**Task to complete**
Could you reproduce everything from the line containing "of the yellow" down to the end of the records, requests included, moving each recorded point by adding 49 to both of its coordinates and leaving every other number unchanged?

**Task material**
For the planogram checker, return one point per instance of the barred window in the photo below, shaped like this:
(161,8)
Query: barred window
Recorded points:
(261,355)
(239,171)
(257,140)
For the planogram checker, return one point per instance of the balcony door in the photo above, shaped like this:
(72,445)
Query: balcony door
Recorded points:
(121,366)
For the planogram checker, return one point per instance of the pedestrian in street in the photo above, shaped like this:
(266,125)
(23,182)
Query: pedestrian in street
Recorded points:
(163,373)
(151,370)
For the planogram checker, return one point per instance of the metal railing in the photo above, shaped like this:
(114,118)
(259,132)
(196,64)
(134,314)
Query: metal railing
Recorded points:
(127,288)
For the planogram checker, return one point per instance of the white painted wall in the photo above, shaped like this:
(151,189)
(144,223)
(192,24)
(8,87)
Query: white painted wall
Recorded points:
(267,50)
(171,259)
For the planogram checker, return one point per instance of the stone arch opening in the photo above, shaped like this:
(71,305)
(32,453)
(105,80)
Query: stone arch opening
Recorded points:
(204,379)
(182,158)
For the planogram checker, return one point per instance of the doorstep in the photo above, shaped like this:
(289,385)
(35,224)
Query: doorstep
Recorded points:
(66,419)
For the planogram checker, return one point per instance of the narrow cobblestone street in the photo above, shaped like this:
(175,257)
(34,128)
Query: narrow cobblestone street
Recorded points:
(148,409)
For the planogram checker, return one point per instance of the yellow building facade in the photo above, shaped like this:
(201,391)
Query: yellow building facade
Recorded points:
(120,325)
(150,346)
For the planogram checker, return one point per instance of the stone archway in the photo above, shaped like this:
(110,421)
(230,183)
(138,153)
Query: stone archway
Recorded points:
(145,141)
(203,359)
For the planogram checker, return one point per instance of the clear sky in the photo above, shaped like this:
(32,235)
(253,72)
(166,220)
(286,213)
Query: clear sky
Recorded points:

**Answer to the task**
For the planogram checker, return one point per instance of the yellow building facade in the photo above, shaped like this:
(201,391)
Query: yellow building facade
Recorded points:
(169,374)
(199,395)
For the planogram checker, return one point per instance of the stone archway in the photo above, shaped like this:
(110,421)
(230,183)
(138,153)
Query: stone archway
Recorded points:
(194,190)
(252,408)
For the planogram checker, return one point per instance of the clear sky in the photo above, shaped like this:
(32,235)
(253,72)
(166,220)
(286,213)
Query: clear sky
Recorded points:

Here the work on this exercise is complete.